╭─ Extracto documental

14Por supuesto, estos puntos de partida constituyen una suerte de “piso” común de la producción en economía feminista. Más allá del mismo, sin embargo, existen diferentes marcos analíticos de acuerdo a las escuelas de pensamiento económico en las que las autoras abrevan (keynesianas, institucionalistas, marxistas, etc.) y diferentes agendas políticas, que las ubican más o menos cerca de posiciones radicales con respecto al capitalismo y a las vías de cambio social.10
La economía feminista desde América Latina11
15América Latina se ha caracterizado (y lo sigue haciendo) por sus inequidades y sus contrastes entre ricos y pobres, entre las zonas elegantes de las ciudades y las barriadas, entre los polos de desarrollo y la agricultura de subsistencia, entre las y los trabajadores formales y protegidos por la legislación laboral y las y los informales, entre indicadores de desarrollo humano de “primer mundo” y otros de “cuarto mundo”, entre la falta de infraestructura básica y los bares “wifi”. La región en sí misma – con su historia y lenguajes comunes – presenta diferencias marcadas en el perfil de las economías de sus subregiones (México en América del Norte, los países del istmo centroamericano, los países caribeños hispanoparlantes, la región andina, Brasil y el cono sur). La heterogeneidad entre países – en términos de estructura social, dinámica sectorial, especialización externa y funcionamiento macroeconómico – ha sido, en efecto, una característica central del desarrollo económico de la región (Benería y Gammage 2014).

╰─
╭─ Líneas registradas

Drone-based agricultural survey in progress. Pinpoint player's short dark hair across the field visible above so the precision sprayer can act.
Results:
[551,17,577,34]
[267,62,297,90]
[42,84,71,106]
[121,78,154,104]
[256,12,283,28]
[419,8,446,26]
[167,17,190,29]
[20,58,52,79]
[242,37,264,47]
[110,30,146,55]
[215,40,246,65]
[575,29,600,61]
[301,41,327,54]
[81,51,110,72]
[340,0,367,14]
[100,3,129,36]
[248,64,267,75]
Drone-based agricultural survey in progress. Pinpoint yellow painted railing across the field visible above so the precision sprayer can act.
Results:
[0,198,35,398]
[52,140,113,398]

╰─

* _Consigna_:
Responda, a partir del texto sobre economía feminista en América Latina:
(a) ¿Qué escuelas de pensamiento económico se dan como ejemplo de aquellas en las que abrevan las autoras?
(b) ¿Qué subregiones de América Latina se enumeran?
(c) ¿Qué se señala como característica central del desarrollo económico de la región?
Las líneas no intervienen en modo alguno en este ejercicio.

* _Resultado obtenido_:
(a) Las keynesianas, las institucionalistas y las marxistas.
(b) México en América del Norte, los países del istmo centroamericano, los países caribeños hispanoparlantes, la región andina, Brasil y el cono sur.
(c) La heterogeneidad entre países, en términos de estructura social, dinámica sectorial, especialización externa y funcionamiento macroeconómico.